Document excerpt ▸

--------------------

When boys are deprived of positive touch, they often seek substitutes that may seem puzzling or even troubling to parents and teachers. A boy who constantly roughhouses with friends or delivers playful punches isn’t just being rambunctious; he may be unconsciously reaching for physical closeness in the only way society allows him. Experts caution that this can sometimes escalate into aggression or problematic behavior if boys are never taught healthy alternatives.
The symptoms can also be more subtle. Touch-starved boys may appear irritable, struggle to calm themselves, or withdraw socially. They may have difficulty expressing vulnerability, fearing that reaching out for comfort will result in ridicule. These patterns can continue into adulthood, where men might struggle with intimacy, seek unhealthy outlets, or develop avoidant attachment styles in relationships.
The problem also intersects with issues of sexual dysfunction, as highlighted by research linking touch deprivation to difficulties with desire and performance. When touch becomes solely associated with sex, men may lose out on the benefits of platonic, affectionate contact. This not only limits their emotional range but also compounds feelings of shame and isolation when sexual relationships falter.

--------------------

Given information ▸
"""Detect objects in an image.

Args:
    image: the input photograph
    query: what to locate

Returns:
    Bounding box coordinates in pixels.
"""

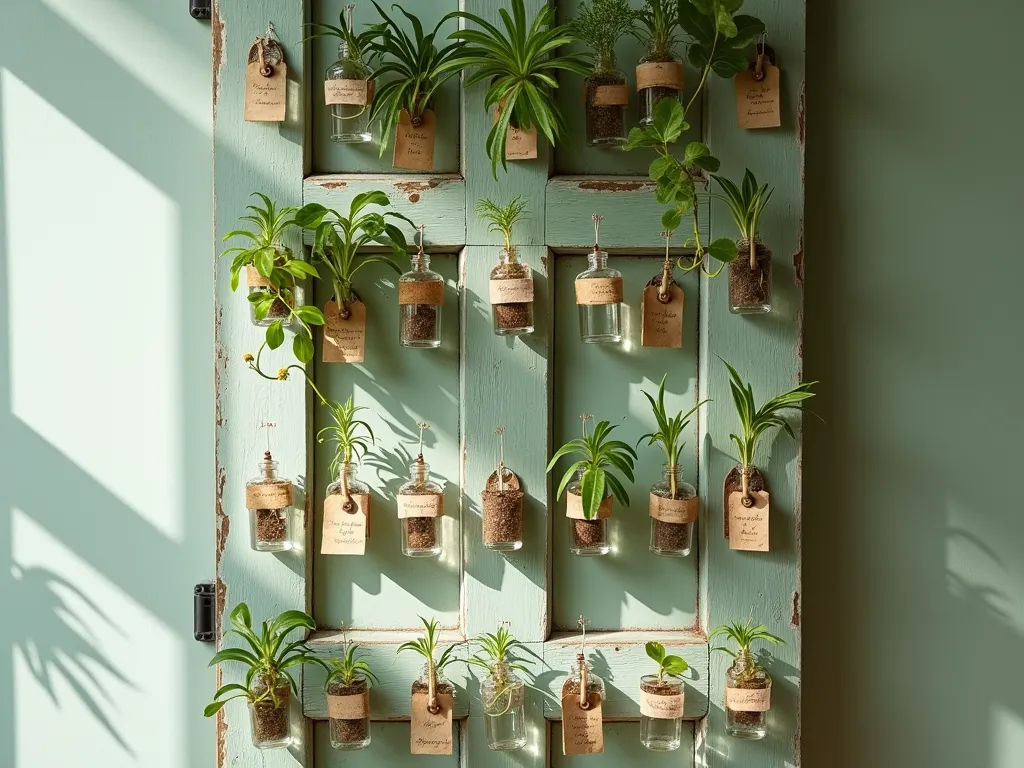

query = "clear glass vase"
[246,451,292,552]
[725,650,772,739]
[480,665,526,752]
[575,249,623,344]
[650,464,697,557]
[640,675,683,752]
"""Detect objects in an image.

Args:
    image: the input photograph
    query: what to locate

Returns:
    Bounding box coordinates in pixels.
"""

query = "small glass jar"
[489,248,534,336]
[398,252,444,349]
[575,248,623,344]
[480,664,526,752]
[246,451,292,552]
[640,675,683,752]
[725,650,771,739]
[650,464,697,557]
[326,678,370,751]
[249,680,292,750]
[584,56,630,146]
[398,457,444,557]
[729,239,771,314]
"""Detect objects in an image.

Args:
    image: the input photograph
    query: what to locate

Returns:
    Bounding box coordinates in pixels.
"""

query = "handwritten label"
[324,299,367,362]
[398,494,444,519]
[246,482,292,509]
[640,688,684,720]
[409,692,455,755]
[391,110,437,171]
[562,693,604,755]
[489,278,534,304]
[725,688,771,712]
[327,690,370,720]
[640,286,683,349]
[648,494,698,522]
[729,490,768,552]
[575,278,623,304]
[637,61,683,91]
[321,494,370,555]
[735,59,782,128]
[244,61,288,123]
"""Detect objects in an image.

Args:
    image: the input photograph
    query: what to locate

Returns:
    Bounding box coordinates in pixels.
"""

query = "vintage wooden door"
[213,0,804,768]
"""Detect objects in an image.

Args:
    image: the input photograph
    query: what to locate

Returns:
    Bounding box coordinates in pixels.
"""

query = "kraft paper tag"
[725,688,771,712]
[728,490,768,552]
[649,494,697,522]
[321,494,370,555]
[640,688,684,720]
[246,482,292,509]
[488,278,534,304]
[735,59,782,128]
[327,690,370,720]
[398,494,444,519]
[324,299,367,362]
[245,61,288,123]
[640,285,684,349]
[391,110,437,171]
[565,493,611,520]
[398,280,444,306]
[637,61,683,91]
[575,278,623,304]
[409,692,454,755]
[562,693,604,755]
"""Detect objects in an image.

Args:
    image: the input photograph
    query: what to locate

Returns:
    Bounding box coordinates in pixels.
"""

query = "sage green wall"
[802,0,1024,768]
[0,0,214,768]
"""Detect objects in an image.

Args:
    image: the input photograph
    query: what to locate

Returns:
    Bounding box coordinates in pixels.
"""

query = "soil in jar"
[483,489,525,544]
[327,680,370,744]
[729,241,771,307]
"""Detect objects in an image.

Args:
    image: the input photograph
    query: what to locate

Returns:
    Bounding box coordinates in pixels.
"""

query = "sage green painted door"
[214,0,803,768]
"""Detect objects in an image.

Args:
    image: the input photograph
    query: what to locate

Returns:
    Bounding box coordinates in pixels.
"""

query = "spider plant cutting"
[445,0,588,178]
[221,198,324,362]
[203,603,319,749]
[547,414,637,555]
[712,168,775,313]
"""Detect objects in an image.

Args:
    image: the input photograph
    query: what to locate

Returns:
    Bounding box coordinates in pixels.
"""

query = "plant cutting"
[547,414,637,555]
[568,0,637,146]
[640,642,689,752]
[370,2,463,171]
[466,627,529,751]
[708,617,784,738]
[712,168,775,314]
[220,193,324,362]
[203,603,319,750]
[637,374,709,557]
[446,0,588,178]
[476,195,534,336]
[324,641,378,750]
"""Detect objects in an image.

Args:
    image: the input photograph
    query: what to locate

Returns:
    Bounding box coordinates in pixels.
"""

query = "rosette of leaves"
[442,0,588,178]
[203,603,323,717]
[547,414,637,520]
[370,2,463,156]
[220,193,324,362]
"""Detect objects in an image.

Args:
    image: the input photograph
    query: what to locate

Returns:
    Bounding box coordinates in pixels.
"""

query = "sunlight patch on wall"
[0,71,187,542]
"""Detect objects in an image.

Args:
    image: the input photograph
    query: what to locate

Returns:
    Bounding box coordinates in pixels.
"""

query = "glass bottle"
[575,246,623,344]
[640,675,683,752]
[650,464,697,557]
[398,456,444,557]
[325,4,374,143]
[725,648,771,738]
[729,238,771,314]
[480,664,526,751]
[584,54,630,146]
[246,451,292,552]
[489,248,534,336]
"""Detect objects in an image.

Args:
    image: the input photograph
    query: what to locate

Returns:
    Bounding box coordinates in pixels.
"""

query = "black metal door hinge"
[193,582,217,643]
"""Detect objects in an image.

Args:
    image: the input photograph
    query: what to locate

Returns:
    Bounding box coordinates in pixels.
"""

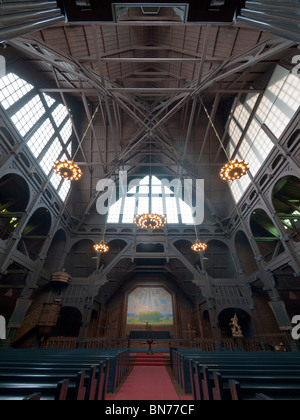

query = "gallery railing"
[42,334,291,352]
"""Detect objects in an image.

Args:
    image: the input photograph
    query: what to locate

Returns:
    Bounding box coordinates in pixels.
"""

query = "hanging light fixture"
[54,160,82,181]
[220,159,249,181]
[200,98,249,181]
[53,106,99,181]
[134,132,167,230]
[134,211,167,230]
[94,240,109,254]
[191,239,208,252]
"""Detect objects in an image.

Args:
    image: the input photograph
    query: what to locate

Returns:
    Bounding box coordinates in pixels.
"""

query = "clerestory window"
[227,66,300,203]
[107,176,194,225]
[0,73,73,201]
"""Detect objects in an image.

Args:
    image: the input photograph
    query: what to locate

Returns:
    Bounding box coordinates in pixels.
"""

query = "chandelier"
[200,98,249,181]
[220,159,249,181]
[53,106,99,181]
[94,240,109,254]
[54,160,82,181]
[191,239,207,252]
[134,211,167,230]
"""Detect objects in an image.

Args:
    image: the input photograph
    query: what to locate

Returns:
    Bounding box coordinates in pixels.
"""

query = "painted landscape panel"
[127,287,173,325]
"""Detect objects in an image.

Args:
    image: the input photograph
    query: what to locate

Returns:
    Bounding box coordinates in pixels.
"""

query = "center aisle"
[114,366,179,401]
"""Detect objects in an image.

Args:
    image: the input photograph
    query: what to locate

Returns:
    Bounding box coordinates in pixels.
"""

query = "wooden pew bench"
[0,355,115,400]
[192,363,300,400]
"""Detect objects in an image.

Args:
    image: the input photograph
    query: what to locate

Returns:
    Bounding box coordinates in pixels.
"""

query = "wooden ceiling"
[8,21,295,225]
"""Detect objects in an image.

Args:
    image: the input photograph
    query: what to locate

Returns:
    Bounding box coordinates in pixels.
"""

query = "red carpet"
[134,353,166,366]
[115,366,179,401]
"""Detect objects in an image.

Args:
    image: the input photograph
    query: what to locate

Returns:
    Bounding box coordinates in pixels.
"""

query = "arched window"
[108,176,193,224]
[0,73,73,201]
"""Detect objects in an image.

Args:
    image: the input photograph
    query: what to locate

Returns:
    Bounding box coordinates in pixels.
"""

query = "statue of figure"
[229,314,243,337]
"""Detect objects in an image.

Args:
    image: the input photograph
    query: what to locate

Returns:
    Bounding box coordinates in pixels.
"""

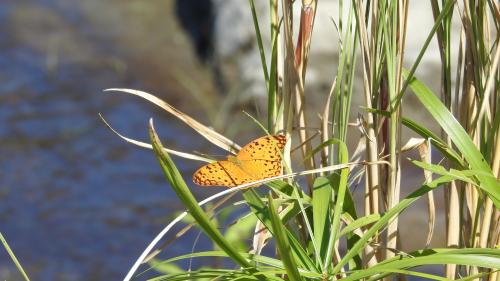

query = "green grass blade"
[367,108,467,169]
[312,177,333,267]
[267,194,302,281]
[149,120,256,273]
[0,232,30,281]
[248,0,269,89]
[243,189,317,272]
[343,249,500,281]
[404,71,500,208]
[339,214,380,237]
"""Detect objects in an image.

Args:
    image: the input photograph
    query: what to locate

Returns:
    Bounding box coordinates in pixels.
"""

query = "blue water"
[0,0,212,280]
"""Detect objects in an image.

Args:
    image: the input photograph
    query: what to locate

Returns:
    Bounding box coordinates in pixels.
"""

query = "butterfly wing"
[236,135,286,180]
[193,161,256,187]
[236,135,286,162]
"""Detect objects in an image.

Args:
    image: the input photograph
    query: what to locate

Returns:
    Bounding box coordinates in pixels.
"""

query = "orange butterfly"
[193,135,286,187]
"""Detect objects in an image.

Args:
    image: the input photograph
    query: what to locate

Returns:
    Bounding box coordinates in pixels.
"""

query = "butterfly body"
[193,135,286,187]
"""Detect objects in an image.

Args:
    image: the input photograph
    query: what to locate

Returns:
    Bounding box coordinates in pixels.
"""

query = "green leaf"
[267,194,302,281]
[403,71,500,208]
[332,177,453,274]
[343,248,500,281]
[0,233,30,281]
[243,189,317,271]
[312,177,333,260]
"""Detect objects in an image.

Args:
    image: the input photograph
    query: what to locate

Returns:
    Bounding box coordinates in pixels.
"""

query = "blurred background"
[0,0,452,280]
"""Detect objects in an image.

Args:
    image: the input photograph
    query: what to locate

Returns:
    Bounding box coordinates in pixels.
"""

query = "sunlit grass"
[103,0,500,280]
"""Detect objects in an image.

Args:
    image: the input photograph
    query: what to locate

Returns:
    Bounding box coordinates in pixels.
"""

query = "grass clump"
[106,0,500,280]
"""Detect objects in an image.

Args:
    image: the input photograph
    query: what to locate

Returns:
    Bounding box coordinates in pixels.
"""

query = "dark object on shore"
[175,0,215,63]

--------------------

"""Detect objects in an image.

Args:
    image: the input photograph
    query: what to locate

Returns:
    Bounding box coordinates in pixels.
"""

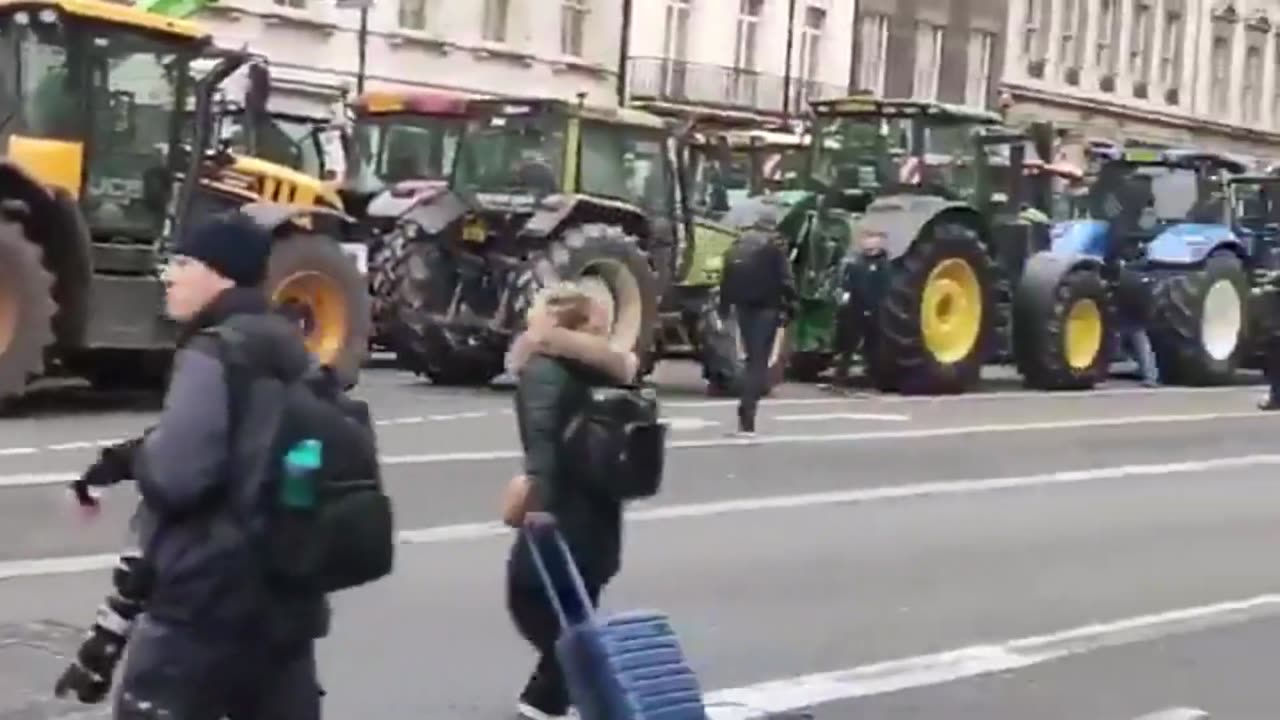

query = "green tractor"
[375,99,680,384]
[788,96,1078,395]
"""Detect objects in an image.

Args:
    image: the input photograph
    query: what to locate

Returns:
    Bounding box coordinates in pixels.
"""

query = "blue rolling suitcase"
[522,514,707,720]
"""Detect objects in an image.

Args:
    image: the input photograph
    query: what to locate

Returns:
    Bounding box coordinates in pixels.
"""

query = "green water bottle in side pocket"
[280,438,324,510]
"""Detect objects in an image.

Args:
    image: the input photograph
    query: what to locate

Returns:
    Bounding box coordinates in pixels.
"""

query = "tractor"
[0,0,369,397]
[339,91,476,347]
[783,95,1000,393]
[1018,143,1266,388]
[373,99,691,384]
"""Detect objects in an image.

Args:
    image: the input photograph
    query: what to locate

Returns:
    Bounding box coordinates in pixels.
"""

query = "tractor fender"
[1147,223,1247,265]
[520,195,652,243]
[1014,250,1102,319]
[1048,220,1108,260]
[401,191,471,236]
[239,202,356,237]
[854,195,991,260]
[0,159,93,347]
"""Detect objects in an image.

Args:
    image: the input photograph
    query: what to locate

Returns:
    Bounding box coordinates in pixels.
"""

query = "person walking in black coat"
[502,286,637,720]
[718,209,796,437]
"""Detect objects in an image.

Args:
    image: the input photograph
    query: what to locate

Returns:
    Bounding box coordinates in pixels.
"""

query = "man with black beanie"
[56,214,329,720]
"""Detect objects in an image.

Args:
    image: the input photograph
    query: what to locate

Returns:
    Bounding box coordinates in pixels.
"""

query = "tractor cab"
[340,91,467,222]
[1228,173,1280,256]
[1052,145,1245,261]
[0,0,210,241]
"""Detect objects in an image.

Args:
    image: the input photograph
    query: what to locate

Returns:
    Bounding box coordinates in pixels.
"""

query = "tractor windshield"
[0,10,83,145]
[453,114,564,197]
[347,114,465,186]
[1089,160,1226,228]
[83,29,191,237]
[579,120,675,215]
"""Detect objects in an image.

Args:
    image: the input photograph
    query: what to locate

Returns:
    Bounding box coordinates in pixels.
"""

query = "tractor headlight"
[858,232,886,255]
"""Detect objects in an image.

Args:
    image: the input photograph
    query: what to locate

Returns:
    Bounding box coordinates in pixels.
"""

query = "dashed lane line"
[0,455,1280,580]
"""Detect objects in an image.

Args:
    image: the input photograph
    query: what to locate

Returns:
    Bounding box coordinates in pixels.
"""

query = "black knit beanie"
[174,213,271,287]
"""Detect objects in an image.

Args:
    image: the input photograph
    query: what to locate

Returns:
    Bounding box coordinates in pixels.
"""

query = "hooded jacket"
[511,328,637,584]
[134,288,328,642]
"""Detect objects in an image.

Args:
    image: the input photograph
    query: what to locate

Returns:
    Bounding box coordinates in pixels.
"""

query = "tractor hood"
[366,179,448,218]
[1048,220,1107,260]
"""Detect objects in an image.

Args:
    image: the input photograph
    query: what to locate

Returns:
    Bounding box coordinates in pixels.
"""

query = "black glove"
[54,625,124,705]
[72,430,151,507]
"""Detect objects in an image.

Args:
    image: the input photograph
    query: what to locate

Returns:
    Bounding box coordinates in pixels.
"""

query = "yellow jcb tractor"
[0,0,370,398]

--------------------

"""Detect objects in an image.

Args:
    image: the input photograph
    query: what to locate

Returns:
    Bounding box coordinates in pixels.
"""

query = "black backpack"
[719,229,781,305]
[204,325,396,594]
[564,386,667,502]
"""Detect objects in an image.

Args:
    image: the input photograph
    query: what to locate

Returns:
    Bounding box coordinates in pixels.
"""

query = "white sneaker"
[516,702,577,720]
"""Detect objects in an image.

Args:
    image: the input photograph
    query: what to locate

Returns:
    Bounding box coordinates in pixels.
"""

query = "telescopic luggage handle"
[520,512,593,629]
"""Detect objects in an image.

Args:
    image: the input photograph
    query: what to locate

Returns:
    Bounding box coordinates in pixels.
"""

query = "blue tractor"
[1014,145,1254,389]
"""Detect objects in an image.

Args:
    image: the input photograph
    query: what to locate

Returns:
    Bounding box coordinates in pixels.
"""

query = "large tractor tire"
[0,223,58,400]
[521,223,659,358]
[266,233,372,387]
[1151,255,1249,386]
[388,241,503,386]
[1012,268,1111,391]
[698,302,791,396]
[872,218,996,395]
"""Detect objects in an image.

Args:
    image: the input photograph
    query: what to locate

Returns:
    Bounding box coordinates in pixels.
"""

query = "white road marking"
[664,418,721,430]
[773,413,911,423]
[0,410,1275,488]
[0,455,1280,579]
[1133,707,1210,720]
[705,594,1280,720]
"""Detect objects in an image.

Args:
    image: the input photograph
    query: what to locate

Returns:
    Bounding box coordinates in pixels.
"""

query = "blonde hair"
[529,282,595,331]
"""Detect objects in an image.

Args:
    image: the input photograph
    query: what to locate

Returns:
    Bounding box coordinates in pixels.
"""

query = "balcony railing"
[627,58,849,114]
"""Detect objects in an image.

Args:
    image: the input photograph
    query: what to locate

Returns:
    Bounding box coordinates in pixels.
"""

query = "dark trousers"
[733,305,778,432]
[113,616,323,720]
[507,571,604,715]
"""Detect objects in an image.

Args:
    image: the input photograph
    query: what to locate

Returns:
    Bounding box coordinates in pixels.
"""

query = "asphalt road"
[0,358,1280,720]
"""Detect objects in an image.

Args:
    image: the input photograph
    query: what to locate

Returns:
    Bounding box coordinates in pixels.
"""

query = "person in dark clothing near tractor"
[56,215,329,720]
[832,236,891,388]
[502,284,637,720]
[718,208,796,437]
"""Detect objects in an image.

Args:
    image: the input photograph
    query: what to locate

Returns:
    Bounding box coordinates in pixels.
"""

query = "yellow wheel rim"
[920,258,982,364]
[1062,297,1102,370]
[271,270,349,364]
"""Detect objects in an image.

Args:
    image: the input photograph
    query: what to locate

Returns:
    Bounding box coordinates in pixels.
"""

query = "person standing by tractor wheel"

--------------------

Questions to answer ▸
A. Repeat the part of the passage about touch-starved boys that opens with the words containing "When boys are" and closes with "taught healthy alternatives.".
B. Carry on the passage about touch-starved boys from the point at which it stops.
The lines are not needed for anything here.

Responses ▸
A.
When boys are deprived of positive touch, they often seek substitutes that may seem puzzling or even troubling to parents and teachers. A boy who constantly roughhouses with friends or delivers playful punches isn’t just being rambunctious; he may be unconsciously reaching for physical closeness in the only way society allows him. Experts caution that this can sometimes escalate into aggression or problematic behavior if boys are never taught healthy alternatives.

B.
What Parents Can Do to Help

Parents may feel powerless in the face of such entrenched cultural norms, but experts insist the home is the most important space for change. Small, intentional acts of affection can counterbalance the messages boys absorb from the outside world. As Matt Englar-Carlson emphasizes, “For a lot of boys, the world isn’t safe. So touch becomes a pause, a safe harbor.”
One key step is for parents to examine their own discomfort. If adults seem uneasy with physical affection, children pick up on that hesitancy. Instead, parents can model warmth by offering hugs, hand-holding, or casual touches on the shoulder, normalizing these gestures as everyday expressions of love. Importantly, this doesn’t mean forcing unwanted touch open conversations about boundaries are essential to ensure boys feel respected and in control.
Parents can also incorporate affection into routine activities. Reading together before bed can double as cuddle time; a goodbye hug can be negotiated so it happens at home instead of at the school gate if public displays feel embarrassing. Over time, these gestures build a family culture where affection is safe, consistent, and valued.

Exposure to alternative models can also be transformative. In cultures like Israel or China, platonic male touch is far more accepted, with friends holding hands or embracing in public without stigma. Sharing these examples with boys can spark conversations about how cultural norms are constructed and how they can be challenged. Summer camps, sports teams, or all-boys environments where touch is normalized can further reinforce positive experiences.
Above all, creating a family counter-narrative is vital. Parents might explain, “I know not everyone hugs their parents, but in our family, it’s how we show love.” By explicitly rejecting harmful norms, families can help boys feel secure in their emotional and physical needs, equipping them to carry healthier expectations into adulthood.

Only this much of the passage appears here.